__Provided text__.
#####

The Delaware Department of Education (DDOE) is considering new policies that allow school officials to help students change their race and gender identities without consulting their parents.
In language that would have been unbelievable just a few years ago, DDOE’s public notice describing its proposed changes to state anti-discrimination Regulation 225 assumes as fact that children can change their race and sex at will. The notice explains this view in sections 7.3 and 7.4 of its suggested amendments to the regulation. The clunky bureaucratese of both provisions also makes clear that if students want to change their “preferred name” or listed race and sex for student records, parents do not need to be consulted at all by school officials.
What is the justification for this? Apparently, if educators believe that the students’ parents will not be “supportive” of their children adopting new identities, they can simply be kept in the dark [emphasis mine]:
7.3 Any student who seeks to change the student's name and does not do so pursuant to 10 Del.C. §5901, may select a "preferred name" based on a Protected Characteristic, which the school shall enter in to eSchoolPLUS; however, the student's legal name shall continue to be the name maintained in eSchoolPLUS and displayed on all educational records for the student.

#####

__Extracted data__.

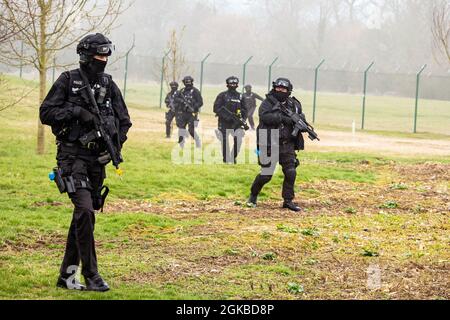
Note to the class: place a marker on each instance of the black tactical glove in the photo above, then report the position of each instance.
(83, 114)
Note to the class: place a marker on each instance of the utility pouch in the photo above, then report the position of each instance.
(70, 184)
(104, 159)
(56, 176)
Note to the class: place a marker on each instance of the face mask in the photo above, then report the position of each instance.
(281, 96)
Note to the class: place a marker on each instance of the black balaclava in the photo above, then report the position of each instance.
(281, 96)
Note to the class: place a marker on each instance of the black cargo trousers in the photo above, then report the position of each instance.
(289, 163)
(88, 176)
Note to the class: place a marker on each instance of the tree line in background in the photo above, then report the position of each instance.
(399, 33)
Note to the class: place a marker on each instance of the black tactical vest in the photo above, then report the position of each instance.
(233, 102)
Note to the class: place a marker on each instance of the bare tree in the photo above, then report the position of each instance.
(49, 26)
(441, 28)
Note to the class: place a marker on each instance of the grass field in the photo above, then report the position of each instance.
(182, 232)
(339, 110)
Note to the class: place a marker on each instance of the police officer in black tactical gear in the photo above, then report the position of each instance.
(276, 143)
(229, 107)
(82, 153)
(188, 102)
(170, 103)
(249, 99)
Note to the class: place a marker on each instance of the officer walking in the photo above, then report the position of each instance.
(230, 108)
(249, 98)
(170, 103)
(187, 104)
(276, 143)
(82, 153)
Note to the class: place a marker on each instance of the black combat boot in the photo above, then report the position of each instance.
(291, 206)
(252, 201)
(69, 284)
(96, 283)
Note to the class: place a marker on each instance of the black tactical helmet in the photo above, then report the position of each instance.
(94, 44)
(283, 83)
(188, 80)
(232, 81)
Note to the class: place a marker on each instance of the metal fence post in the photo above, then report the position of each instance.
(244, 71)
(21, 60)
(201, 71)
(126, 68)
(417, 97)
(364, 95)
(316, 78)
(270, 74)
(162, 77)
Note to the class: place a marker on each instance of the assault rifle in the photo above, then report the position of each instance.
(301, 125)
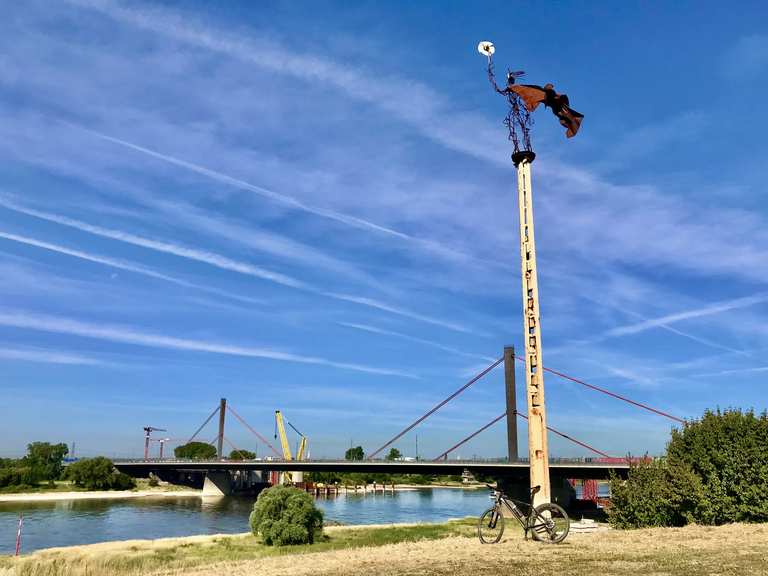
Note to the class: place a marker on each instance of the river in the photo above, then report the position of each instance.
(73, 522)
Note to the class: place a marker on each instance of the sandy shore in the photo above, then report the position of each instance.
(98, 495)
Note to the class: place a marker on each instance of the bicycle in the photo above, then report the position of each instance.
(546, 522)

#####

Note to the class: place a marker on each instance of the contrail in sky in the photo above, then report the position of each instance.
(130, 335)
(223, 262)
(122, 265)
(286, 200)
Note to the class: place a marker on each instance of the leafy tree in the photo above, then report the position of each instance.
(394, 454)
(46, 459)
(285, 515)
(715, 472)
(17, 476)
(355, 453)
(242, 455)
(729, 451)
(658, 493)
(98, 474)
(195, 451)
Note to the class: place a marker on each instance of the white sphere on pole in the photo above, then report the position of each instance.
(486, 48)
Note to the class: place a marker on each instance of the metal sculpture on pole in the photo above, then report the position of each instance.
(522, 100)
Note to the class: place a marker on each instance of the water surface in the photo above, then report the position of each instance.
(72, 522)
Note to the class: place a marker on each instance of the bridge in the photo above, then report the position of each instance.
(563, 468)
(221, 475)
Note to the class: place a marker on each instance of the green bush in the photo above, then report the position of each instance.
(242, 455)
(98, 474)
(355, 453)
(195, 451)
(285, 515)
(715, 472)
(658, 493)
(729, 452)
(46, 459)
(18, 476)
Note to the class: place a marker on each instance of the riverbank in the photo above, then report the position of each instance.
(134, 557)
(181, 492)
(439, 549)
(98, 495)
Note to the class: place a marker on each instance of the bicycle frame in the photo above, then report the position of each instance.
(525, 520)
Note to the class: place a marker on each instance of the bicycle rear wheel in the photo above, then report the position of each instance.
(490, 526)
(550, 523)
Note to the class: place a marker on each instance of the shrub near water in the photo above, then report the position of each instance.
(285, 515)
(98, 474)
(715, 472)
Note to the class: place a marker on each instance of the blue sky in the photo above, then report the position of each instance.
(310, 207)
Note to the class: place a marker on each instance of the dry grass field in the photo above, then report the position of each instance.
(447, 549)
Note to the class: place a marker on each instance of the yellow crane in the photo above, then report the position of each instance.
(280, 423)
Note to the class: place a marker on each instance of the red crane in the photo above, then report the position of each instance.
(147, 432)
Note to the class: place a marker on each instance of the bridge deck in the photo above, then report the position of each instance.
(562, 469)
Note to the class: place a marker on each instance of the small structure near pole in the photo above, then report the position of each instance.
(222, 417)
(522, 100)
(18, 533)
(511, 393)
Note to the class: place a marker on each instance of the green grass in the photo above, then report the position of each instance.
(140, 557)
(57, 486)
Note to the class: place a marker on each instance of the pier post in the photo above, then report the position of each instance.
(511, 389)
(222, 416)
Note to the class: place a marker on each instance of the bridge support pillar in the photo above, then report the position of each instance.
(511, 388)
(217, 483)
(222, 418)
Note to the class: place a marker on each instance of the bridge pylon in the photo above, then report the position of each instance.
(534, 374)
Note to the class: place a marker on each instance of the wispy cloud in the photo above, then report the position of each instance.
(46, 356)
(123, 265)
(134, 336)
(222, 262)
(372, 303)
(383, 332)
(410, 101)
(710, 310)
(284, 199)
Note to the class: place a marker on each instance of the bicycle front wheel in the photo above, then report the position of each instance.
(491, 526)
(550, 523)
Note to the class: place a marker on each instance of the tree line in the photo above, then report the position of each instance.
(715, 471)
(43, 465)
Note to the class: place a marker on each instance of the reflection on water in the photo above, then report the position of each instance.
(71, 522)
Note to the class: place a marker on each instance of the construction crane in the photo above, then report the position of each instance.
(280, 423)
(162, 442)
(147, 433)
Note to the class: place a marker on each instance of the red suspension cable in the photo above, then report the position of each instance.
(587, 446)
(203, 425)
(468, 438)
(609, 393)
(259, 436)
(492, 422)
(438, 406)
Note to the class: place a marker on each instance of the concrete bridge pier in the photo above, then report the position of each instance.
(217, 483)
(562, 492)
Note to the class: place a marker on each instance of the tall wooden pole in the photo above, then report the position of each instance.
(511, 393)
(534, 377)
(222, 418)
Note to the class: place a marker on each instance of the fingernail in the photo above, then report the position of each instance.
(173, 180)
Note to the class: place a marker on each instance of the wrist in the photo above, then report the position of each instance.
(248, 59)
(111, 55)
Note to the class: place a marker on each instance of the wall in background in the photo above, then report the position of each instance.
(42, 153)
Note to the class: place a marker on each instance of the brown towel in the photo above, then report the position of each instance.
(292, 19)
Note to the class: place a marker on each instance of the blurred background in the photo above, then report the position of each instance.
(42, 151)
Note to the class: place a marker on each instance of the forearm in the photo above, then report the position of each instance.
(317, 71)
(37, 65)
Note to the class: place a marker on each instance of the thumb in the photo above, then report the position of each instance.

#####

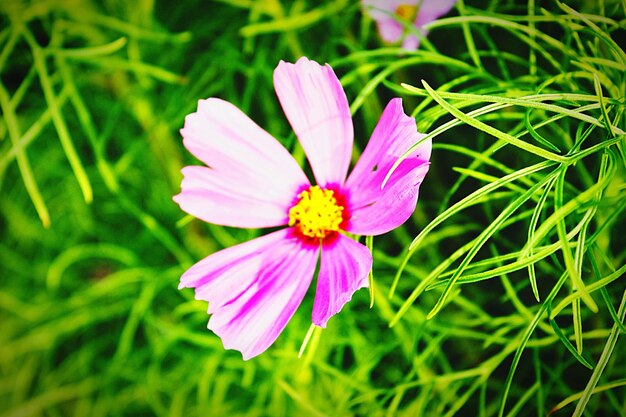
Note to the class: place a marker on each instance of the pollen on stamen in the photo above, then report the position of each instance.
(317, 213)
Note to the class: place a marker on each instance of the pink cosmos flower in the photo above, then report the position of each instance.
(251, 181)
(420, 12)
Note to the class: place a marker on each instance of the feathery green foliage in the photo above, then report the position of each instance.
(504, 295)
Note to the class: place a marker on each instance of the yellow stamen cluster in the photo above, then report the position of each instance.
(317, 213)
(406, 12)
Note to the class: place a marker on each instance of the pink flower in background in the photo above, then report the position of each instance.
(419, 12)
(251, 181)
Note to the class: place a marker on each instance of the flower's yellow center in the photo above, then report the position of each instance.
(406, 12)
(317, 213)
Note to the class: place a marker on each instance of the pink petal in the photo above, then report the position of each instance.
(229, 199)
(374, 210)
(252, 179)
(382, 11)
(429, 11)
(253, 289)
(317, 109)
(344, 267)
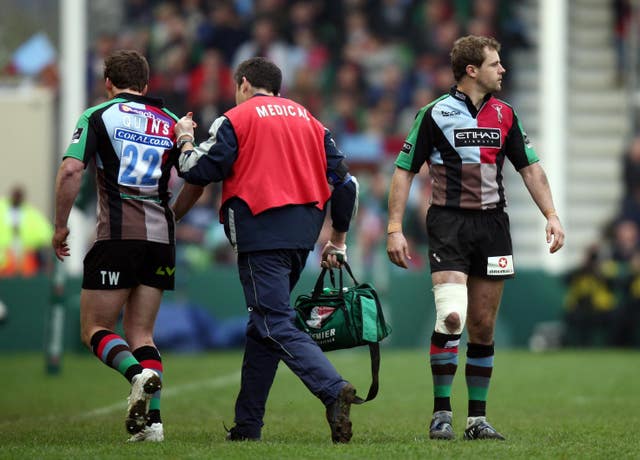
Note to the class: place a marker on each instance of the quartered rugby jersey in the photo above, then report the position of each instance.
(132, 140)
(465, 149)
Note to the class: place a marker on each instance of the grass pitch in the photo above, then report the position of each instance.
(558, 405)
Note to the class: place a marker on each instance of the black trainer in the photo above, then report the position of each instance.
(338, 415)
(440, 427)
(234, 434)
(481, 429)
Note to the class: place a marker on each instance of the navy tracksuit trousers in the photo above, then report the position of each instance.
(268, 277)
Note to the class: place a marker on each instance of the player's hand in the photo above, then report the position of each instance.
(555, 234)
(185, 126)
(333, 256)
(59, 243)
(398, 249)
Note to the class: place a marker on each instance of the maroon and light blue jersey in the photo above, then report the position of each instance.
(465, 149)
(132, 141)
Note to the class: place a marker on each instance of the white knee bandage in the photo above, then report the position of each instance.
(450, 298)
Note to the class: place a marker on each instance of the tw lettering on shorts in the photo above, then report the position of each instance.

#####

__What the task requires__.
In the text on Delaware's proposed school policy, which sections of the suggested amendments to Regulation 225 explain the view that children can change their race and sex at will?

__Written solution__.
Sections 7.3 and 7.4